● **ESTRATTO SCELTO**
Su sessualità e matrimonio si rischia di far parti uguali tra diseguali?

Come incide a livello ecclesiale trovarsi in un contesto in cui la maggior parte dei giovani prima dei 30 anni non ha la possibilità di uscire di casa? Una riflessione a partire dai dati Eurostat.
6 Ottobre 2020

“Non c’è ingiustizia più grande che far parti uguali tra disuguali”: è una delle frasi più celebri di don Milani.

Mi è tornata in mente l’altro giorno leggendo sul Corriere i dati Eurostat riguardanti l’età media nella quale i giovani escono dal proprio nucleo familiare nei diversi paesi europei. Non ero a conoscenza di quanto sia marcata la differenza da questo punto di vista tra paesi così vicini (e posso solo immaginare il contrasto che emergerebbe allargando l’indagine): il dato mi ha davvero impressionato. Si va dai 17,8 anni della Svezia, ai 33,1 anni del Montenegro. L’Italia ha una media di 30,1 anni.

● **COMPITO DA SVOLGERE**
Traduci in inglese questa frase dell'estratto scelto: "Si va dai 17,8 anni della Svezia, ai 33,1 anni del Montenegro."

Annotazioni a punti per le foto:
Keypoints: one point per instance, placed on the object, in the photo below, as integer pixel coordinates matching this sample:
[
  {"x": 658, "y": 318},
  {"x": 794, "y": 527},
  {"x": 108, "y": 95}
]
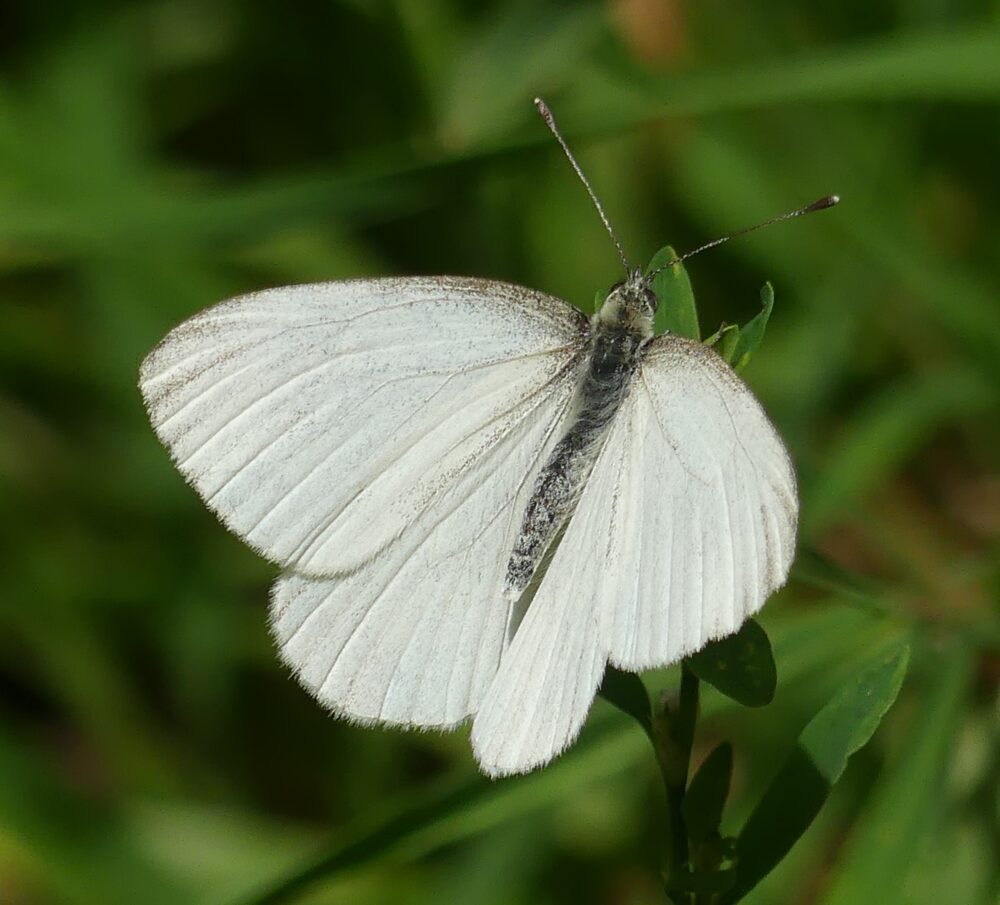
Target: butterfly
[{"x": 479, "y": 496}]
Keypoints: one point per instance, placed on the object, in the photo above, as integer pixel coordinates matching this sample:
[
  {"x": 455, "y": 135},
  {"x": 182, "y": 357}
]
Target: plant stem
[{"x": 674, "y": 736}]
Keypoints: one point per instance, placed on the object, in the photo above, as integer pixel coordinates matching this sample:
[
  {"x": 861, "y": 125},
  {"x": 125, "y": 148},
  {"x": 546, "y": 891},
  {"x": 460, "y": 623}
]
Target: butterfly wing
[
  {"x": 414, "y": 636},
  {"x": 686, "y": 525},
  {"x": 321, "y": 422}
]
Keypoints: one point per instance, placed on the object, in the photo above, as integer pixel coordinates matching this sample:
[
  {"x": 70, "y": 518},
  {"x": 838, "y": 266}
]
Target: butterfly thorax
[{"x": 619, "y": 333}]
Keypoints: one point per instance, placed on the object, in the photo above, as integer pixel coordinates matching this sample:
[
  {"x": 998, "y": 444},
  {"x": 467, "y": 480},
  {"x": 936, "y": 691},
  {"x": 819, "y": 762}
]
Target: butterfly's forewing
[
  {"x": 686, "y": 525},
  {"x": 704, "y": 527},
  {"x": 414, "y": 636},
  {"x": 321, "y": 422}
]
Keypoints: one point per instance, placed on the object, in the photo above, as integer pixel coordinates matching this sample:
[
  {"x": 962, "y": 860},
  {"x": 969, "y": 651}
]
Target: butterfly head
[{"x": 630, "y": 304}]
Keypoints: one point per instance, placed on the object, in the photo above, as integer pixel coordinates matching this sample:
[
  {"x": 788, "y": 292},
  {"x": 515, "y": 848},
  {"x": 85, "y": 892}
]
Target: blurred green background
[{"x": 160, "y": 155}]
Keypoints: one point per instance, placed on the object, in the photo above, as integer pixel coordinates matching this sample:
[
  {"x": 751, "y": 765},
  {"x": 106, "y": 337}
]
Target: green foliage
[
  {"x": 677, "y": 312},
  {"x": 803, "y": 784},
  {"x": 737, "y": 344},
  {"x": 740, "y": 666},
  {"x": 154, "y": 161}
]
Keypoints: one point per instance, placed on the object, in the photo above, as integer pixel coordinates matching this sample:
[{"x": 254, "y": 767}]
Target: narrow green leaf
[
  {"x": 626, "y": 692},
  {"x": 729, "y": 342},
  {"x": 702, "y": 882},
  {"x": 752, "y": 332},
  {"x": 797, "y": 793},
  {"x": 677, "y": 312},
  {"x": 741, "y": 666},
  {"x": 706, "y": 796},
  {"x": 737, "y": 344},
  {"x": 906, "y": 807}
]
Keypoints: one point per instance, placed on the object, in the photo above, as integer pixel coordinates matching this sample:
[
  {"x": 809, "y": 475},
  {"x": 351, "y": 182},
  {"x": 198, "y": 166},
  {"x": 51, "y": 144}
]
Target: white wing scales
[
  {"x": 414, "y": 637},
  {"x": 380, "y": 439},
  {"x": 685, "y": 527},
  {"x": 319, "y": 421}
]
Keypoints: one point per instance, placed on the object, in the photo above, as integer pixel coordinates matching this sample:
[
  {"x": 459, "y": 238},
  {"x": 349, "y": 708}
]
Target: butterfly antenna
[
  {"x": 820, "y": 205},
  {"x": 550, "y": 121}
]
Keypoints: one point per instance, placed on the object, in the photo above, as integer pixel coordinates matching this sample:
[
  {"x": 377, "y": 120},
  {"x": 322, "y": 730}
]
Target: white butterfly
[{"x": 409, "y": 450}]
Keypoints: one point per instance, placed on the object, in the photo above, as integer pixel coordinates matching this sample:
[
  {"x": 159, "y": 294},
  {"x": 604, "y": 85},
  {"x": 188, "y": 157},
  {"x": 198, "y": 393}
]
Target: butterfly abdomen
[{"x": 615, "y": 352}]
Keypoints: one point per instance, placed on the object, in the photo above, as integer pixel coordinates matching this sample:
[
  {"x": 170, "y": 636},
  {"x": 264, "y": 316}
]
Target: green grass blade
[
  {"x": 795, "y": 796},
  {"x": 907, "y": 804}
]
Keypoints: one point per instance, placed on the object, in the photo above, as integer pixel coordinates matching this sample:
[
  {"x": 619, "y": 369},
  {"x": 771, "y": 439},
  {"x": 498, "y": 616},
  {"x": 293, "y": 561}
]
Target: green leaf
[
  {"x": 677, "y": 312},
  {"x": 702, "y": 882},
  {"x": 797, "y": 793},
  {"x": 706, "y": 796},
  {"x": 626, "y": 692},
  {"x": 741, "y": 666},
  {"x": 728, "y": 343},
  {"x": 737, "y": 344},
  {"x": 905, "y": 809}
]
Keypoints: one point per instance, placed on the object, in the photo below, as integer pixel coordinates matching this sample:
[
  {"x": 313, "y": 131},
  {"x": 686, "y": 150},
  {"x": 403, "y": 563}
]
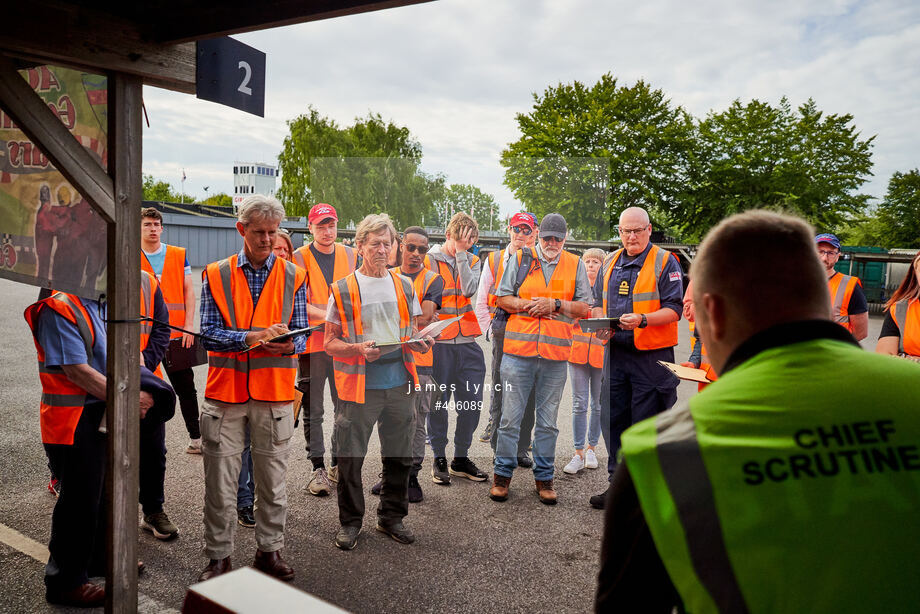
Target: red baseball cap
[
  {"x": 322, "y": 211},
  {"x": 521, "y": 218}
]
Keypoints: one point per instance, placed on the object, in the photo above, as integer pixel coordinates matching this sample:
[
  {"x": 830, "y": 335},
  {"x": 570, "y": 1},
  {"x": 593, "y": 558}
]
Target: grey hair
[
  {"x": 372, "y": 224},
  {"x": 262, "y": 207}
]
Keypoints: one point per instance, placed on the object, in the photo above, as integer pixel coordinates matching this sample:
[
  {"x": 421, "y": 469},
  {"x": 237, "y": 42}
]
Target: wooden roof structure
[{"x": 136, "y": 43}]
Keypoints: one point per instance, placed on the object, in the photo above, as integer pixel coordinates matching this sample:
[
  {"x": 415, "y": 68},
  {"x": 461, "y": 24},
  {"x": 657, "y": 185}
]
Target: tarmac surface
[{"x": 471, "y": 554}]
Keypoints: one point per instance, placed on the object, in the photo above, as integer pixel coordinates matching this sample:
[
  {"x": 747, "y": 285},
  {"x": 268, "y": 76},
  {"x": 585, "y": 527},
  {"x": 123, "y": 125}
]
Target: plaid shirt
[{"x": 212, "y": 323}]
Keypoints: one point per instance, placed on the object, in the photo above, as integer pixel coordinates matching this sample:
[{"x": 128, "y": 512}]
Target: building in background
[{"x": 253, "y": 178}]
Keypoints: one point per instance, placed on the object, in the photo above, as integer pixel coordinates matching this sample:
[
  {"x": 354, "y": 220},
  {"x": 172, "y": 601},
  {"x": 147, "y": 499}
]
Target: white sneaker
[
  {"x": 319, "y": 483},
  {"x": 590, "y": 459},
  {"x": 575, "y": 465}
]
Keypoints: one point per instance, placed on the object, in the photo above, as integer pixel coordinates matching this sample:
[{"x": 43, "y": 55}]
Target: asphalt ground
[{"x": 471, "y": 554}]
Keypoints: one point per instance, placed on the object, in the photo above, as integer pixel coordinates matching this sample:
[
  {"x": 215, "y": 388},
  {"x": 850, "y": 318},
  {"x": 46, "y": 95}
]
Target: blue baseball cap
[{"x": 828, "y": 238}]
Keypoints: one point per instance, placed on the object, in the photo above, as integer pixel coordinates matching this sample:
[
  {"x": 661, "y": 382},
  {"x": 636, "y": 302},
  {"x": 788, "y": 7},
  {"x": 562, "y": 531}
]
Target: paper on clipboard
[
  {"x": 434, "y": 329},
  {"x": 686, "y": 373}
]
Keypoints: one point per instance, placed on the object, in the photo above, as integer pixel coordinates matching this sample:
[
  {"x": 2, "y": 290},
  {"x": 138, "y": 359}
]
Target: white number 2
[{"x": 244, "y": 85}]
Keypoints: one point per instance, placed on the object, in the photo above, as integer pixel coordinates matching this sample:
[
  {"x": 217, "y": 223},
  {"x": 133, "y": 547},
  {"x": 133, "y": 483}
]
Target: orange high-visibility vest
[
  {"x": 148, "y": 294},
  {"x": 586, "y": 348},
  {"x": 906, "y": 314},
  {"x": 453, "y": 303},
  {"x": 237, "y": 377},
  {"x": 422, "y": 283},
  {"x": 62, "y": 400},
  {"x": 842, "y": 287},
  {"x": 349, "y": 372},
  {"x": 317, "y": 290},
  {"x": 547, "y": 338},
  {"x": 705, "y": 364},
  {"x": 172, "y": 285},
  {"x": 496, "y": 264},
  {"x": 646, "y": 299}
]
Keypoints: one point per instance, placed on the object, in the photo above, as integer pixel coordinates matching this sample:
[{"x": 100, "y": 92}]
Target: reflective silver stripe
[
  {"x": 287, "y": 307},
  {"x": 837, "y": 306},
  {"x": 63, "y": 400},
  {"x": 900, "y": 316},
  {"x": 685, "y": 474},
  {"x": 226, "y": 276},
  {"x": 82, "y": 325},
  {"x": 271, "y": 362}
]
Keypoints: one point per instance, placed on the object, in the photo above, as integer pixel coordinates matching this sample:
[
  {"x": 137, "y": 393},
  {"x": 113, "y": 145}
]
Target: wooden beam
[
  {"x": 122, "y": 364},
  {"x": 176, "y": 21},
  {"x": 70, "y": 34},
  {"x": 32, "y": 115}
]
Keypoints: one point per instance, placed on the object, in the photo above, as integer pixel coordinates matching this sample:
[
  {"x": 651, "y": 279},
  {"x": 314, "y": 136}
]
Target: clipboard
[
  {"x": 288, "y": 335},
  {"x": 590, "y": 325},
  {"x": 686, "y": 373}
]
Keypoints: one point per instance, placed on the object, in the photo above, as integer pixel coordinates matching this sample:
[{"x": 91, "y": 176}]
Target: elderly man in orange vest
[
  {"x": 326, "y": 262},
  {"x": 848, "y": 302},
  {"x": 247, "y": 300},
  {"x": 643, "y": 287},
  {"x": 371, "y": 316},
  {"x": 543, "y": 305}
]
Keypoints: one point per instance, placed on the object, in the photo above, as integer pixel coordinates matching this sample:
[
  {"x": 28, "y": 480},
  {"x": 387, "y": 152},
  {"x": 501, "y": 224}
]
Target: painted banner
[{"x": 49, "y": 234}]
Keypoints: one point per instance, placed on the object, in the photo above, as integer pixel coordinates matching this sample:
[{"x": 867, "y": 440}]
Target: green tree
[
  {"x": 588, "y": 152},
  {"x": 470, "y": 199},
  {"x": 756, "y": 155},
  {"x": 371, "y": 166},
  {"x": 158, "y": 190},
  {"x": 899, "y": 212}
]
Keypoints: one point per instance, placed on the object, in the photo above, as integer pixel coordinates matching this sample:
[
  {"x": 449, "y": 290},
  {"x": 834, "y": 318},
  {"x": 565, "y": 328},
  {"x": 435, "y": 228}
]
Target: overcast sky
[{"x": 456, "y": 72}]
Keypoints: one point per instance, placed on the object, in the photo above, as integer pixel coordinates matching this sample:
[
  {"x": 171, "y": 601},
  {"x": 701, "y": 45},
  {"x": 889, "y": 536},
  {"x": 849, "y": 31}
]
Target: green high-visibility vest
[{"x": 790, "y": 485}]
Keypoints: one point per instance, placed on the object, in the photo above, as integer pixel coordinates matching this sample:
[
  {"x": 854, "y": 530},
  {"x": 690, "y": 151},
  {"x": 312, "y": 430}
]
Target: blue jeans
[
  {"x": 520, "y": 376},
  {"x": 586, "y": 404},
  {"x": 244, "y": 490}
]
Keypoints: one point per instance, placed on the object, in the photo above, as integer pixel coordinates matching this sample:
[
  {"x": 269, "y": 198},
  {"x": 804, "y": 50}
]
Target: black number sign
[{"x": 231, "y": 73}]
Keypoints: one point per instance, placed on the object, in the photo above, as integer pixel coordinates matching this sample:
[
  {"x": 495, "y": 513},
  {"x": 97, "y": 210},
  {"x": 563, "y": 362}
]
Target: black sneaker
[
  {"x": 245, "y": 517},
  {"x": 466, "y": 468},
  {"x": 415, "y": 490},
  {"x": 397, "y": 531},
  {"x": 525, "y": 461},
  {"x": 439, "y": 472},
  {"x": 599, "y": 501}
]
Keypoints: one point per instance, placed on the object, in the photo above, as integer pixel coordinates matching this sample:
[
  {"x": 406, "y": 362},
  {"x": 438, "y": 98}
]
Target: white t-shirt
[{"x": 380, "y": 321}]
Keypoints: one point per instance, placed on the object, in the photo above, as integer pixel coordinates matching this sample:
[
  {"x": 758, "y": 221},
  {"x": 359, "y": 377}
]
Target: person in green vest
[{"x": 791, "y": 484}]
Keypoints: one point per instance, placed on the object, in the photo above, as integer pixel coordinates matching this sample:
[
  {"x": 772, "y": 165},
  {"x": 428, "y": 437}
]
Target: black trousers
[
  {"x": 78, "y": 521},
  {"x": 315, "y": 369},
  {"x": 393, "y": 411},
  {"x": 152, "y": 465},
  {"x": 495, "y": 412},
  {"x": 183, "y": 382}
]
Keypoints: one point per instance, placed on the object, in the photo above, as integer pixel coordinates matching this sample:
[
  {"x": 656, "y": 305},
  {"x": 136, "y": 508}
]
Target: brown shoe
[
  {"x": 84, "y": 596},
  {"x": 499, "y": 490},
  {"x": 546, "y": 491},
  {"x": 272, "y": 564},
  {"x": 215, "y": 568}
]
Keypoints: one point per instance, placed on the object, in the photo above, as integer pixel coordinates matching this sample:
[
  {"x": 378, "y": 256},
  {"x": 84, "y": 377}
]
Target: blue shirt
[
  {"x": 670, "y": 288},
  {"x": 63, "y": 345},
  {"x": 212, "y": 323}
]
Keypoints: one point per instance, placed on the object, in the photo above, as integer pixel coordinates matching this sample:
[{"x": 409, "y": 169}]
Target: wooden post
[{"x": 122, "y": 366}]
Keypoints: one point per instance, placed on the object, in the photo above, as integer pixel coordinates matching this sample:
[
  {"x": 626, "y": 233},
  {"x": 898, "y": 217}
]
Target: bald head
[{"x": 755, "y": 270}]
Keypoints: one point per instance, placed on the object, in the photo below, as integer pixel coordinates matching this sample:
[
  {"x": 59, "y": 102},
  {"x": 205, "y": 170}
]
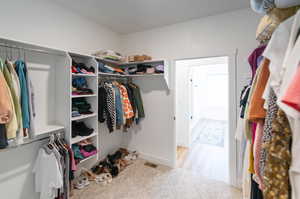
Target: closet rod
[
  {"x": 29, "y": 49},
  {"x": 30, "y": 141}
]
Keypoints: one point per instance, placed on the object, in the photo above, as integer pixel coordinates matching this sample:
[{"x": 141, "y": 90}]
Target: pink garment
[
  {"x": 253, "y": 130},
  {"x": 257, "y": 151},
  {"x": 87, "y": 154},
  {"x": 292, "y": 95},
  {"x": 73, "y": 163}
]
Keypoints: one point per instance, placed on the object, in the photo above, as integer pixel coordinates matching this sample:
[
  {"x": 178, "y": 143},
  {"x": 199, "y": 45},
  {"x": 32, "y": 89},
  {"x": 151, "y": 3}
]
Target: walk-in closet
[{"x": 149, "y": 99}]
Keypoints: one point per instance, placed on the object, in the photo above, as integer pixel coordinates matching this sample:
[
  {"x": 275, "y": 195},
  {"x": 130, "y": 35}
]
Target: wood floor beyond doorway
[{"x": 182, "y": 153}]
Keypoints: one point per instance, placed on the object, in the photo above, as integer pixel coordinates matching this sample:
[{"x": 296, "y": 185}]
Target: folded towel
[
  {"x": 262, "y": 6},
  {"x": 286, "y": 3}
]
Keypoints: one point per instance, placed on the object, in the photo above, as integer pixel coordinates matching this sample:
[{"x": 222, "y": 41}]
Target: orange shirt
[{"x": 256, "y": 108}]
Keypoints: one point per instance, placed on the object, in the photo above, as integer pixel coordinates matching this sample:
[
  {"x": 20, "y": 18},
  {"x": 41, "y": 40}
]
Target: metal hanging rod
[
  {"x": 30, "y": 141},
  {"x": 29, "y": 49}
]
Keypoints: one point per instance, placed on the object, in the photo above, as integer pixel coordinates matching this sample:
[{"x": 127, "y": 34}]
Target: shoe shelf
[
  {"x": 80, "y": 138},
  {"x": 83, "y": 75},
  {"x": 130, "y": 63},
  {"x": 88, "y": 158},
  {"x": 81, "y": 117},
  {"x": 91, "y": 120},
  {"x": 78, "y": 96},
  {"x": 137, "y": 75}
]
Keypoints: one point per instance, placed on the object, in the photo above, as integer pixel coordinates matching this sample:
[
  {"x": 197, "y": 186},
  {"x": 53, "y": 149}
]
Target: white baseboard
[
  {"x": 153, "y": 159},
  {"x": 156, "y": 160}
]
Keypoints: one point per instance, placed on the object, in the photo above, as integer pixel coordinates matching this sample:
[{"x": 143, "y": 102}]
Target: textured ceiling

● **RISPOSTA SCRITTA**
It ranges from 17.8 years in Sweden to 33.1 years in Montenegro.